== TEXT FOR ANALYSIS
ECONOMY

New body to invest unused aviation funds

New body to invest unused aviation funds

There are funds of 100 million euros that Eurocontrol, the European organization for aviation safety, granted to Greece’s Civil Aviation Agency (YPA) from 2015 and 2019 which have not been unused.

The amount for last year alone came to €20 million, while airport charges in the same period amounted to €28.7 million, according to figures presented this week during the online conference of the International Air Transport Association (IATA) by its Regional Safety and Flight Operation for Europe Director Giancarlo Buono.

Those figures reveal that investment resource mismanagement was rampant long before the local air industry faced major turbulence due to the coronavirus.

Estimates now say that the next three to six months will be particularly difficult for carriers and airport management companies – i.e. the protagonists in a sector that contributes 10.2% of Greece’s gross domestic product and supports 457,000 jobs.

The airlines are expected to continue utilizing the government support measures, while airport managers, mainly Athens International Airport, require compensation for the losses suffered due to the traffic restrictions: From March to October it saw passenger traffic drop 77% year-on-year.

As for Fraport Greece, which manages the country’s 14 biggest airports outside Attica, a meeting of its executives two months ago with Prime Minister Kyriakos Mitsotakis has generated expectations for a mutually beneficial solution regarding the losses the company has suffered due to the pandemic.

Even so, market insiders argue that this second lockdown is not expected to worsen the airport management companies’ performance dramatically, as it is taking place in the low season, while passenger traffic has already shrunk.

In any case, the sector has turned its attention to the post-Covid era. The implementation of investments for the modernization of air systems at domestic airports is absolutely necessary to prevent a return to delays when air traffic is fully restored.

In that direction, the new Civil Aviation Authority (APA) will have a key role: It will spin off from the Civil Aviation Agency and manage the Eurocontrol resources, constituting an independent entity with separate operation and administrative and financial autonomy.
====
== DATA SHOWN
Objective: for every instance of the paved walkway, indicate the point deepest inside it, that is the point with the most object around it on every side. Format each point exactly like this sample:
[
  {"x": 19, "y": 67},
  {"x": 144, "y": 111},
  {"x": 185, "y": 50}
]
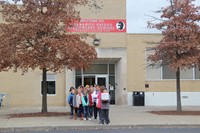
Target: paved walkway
[{"x": 120, "y": 116}]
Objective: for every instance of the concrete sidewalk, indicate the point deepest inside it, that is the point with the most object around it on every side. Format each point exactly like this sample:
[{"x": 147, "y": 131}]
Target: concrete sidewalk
[{"x": 120, "y": 116}]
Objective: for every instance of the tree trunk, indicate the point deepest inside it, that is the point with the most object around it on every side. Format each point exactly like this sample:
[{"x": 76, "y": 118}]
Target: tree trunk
[
  {"x": 44, "y": 94},
  {"x": 178, "y": 90}
]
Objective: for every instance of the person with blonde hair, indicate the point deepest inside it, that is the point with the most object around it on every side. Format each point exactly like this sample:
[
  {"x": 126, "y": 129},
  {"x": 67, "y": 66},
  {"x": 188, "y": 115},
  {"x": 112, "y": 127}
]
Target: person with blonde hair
[
  {"x": 105, "y": 103},
  {"x": 76, "y": 103}
]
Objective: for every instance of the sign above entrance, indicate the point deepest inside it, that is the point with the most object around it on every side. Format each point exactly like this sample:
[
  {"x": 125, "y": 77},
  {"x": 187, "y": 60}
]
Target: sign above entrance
[{"x": 98, "y": 25}]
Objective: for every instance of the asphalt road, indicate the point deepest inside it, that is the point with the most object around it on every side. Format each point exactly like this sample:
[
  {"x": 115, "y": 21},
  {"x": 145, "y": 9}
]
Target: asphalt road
[{"x": 134, "y": 130}]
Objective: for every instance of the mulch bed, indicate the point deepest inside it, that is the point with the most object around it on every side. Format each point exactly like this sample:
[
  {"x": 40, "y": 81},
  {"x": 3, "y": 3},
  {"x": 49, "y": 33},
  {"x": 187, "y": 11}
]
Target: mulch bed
[
  {"x": 39, "y": 114},
  {"x": 186, "y": 113}
]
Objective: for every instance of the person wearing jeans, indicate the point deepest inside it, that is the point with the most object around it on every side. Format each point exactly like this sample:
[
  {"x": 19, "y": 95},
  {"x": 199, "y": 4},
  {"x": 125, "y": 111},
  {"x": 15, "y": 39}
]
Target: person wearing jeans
[{"x": 85, "y": 104}]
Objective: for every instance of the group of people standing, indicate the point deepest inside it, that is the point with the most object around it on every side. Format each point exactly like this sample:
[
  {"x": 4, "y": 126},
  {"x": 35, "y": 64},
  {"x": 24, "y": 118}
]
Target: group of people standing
[{"x": 86, "y": 103}]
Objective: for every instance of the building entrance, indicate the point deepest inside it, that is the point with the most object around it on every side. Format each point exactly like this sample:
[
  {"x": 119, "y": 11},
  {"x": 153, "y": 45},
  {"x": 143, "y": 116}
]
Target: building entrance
[
  {"x": 101, "y": 80},
  {"x": 100, "y": 74}
]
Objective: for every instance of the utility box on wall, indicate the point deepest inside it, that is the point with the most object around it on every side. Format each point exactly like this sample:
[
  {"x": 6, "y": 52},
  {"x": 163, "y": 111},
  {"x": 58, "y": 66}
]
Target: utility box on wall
[{"x": 138, "y": 98}]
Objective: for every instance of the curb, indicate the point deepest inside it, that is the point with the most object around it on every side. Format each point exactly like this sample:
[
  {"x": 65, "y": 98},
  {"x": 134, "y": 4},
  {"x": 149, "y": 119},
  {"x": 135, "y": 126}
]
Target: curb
[{"x": 96, "y": 127}]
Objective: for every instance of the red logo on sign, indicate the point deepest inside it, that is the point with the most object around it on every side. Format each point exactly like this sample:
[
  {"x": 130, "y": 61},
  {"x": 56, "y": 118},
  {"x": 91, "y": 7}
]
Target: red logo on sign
[{"x": 98, "y": 25}]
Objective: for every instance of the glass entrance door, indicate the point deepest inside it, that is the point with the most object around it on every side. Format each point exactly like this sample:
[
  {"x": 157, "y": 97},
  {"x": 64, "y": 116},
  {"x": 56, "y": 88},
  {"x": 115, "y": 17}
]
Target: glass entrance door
[
  {"x": 89, "y": 80},
  {"x": 102, "y": 80}
]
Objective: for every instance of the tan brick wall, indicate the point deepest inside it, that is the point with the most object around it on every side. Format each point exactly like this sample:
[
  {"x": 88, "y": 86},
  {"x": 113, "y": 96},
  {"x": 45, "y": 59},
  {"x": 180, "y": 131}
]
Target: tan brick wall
[
  {"x": 137, "y": 73},
  {"x": 25, "y": 90}
]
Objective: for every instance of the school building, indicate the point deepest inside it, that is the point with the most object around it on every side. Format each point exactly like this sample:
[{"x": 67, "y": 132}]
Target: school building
[{"x": 121, "y": 67}]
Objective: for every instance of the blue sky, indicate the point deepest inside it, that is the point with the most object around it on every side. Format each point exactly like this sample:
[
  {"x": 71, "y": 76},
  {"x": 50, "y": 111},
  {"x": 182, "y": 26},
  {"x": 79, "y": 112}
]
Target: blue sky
[{"x": 138, "y": 11}]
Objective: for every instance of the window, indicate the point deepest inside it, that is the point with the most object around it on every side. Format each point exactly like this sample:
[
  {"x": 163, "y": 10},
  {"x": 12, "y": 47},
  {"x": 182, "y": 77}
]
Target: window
[
  {"x": 152, "y": 73},
  {"x": 167, "y": 73},
  {"x": 51, "y": 84}
]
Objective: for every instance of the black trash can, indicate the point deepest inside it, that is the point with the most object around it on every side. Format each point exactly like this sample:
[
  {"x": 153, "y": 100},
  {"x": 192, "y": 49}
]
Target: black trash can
[{"x": 138, "y": 98}]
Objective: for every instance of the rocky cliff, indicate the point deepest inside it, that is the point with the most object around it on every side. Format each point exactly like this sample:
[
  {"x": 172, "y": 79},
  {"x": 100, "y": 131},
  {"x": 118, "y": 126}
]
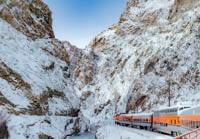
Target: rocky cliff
[
  {"x": 38, "y": 73},
  {"x": 151, "y": 53},
  {"x": 50, "y": 89}
]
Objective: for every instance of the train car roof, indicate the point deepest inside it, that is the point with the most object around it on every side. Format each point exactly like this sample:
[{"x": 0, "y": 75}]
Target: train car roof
[
  {"x": 138, "y": 114},
  {"x": 184, "y": 111},
  {"x": 168, "y": 108}
]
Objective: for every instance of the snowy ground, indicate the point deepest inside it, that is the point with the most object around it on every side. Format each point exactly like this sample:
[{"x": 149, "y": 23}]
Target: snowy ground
[
  {"x": 84, "y": 136},
  {"x": 117, "y": 132}
]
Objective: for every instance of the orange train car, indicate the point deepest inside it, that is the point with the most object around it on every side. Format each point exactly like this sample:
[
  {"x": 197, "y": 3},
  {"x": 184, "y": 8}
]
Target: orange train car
[{"x": 171, "y": 120}]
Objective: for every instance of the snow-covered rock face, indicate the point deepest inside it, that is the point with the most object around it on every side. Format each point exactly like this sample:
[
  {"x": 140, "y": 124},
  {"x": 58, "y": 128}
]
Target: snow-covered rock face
[
  {"x": 31, "y": 17},
  {"x": 132, "y": 66},
  {"x": 153, "y": 50},
  {"x": 38, "y": 91}
]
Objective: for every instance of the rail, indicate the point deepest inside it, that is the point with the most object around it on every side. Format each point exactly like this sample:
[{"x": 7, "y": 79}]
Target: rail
[{"x": 194, "y": 134}]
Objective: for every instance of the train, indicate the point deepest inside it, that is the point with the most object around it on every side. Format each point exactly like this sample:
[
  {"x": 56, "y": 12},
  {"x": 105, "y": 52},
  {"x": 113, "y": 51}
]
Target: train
[{"x": 173, "y": 121}]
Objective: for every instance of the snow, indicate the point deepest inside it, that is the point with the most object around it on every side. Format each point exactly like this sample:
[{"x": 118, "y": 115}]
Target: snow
[
  {"x": 117, "y": 132},
  {"x": 23, "y": 126}
]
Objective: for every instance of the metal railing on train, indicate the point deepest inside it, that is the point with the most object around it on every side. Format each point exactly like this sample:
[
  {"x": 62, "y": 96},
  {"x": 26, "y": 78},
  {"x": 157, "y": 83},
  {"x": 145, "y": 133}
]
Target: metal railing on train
[{"x": 194, "y": 134}]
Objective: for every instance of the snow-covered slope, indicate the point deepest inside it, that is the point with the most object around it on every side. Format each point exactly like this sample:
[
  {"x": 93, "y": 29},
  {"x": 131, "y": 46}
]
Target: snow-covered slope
[
  {"x": 132, "y": 66},
  {"x": 37, "y": 88},
  {"x": 153, "y": 50}
]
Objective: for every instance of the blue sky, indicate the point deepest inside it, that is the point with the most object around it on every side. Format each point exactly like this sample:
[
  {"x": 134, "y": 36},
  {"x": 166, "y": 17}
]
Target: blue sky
[{"x": 79, "y": 21}]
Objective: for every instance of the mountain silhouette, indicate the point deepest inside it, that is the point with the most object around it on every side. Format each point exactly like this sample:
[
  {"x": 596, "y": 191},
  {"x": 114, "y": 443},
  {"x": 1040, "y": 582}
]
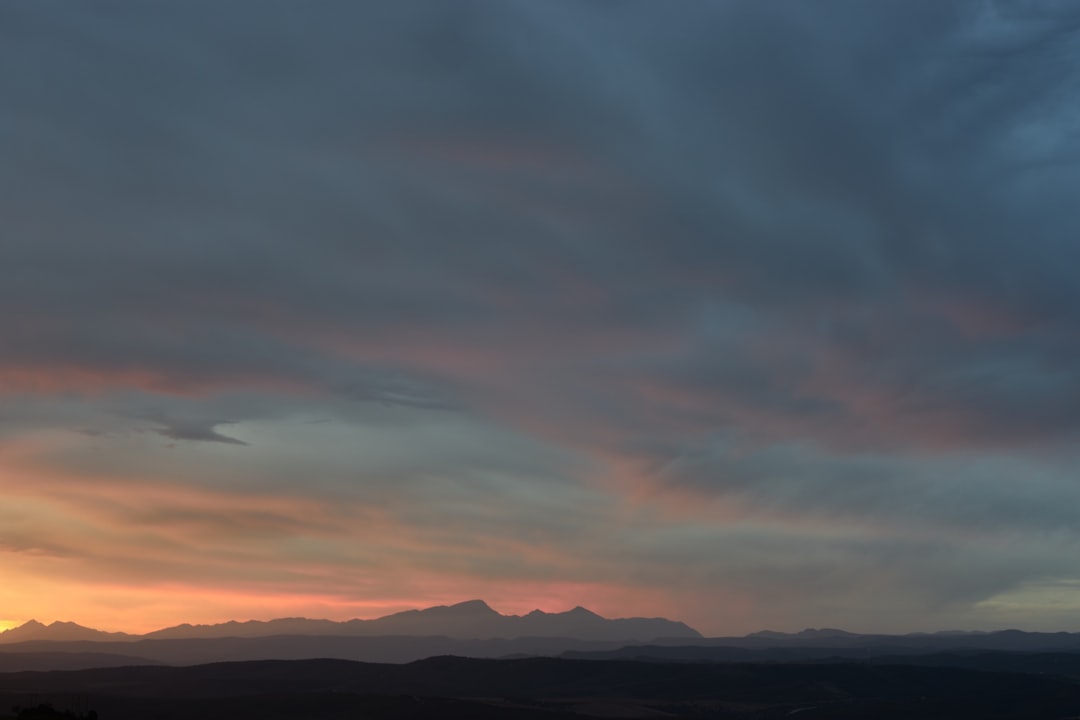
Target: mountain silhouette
[
  {"x": 466, "y": 621},
  {"x": 473, "y": 620},
  {"x": 58, "y": 632}
]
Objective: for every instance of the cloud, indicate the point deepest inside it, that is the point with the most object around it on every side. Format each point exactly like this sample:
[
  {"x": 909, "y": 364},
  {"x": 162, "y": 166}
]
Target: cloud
[{"x": 574, "y": 273}]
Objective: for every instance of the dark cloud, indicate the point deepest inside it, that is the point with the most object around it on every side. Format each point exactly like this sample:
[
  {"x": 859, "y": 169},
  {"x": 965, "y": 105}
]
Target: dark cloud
[
  {"x": 838, "y": 232},
  {"x": 200, "y": 433}
]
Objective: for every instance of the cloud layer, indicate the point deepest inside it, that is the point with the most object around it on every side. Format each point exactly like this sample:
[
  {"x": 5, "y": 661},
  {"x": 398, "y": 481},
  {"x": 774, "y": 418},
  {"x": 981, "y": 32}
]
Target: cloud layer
[{"x": 748, "y": 314}]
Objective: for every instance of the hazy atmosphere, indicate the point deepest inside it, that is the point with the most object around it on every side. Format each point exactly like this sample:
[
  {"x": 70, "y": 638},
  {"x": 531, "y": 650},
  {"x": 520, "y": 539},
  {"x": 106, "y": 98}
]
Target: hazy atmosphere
[{"x": 746, "y": 314}]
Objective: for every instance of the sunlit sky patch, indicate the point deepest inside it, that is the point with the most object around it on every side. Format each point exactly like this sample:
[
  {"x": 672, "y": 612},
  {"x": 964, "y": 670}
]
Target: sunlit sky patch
[{"x": 746, "y": 314}]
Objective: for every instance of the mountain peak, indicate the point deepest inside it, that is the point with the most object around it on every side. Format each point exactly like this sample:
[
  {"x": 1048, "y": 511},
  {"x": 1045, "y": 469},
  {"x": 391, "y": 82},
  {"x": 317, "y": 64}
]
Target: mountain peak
[{"x": 473, "y": 606}]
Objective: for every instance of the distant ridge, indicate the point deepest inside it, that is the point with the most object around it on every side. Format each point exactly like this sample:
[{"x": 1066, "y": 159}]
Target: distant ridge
[
  {"x": 58, "y": 632},
  {"x": 466, "y": 621}
]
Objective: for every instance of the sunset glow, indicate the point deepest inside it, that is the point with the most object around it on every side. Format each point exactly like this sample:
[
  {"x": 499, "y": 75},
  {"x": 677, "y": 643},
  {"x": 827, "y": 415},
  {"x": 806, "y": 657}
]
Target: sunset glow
[{"x": 736, "y": 314}]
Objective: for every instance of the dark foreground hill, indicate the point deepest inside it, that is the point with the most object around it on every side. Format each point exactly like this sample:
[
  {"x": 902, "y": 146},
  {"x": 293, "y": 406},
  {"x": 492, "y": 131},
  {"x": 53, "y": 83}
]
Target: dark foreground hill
[{"x": 544, "y": 688}]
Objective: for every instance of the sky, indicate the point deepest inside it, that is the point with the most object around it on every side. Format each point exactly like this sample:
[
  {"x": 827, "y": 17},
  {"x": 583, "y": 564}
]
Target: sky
[{"x": 747, "y": 314}]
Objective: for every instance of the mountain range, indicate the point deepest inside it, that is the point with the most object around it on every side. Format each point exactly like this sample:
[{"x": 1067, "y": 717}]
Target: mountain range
[{"x": 464, "y": 621}]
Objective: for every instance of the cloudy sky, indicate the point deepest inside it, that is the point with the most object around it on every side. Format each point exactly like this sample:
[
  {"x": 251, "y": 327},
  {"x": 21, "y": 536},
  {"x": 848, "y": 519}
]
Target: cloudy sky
[{"x": 751, "y": 314}]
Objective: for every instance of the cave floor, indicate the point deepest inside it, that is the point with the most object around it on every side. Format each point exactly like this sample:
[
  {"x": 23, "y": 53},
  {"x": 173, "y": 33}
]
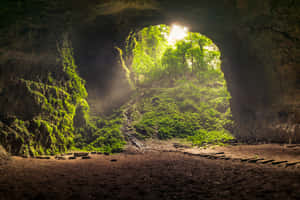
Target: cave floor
[{"x": 148, "y": 175}]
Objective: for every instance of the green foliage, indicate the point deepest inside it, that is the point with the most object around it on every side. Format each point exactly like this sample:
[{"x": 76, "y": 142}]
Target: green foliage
[
  {"x": 181, "y": 89},
  {"x": 43, "y": 122},
  {"x": 102, "y": 135},
  {"x": 152, "y": 58}
]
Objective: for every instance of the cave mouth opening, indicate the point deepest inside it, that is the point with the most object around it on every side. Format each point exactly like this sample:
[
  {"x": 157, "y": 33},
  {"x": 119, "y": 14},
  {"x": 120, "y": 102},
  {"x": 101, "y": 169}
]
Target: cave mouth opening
[{"x": 179, "y": 87}]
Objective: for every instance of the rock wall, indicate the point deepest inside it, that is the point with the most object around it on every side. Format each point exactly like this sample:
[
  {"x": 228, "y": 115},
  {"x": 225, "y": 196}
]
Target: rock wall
[{"x": 259, "y": 41}]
====
_ASSIGNED TASK 1_
Translate this sentence from the article on unused aviation funds into Spanish: "Those figures reveal that investment resource mismanagement was rampant long before the local air industry faced major turbulence due to the coronavirus."
_ASSIGNED TASK 2_
Repeat the passage of the article on unused aviation funds starting with "The airlines are" and going on through "to the pandemic.".

_YOUR RESPONSE 1_
Esas cifras revelan que la mala gestión de los recursos de inversión era generalizada mucho antes de que la industria aérea local enfrentara fuertes turbulencias a causa del coronavirus.

_YOUR RESPONSE 2_
The airlines are expected to continue utilizing the government support measures, while airport managers, mainly Athens International Airport, require compensation for the losses suffered due to the traffic restrictions: From March to October it saw passenger traffic drop 77% year-on-year.

As for Fraport Greece, which manages the country’s 14 biggest airports outside Attica, a meeting of its executives two months ago with Prime Minister Kyriakos Mitsotakis has generated expectations for a mutually beneficial solution regarding the losses the company has suffered due to the pandemic.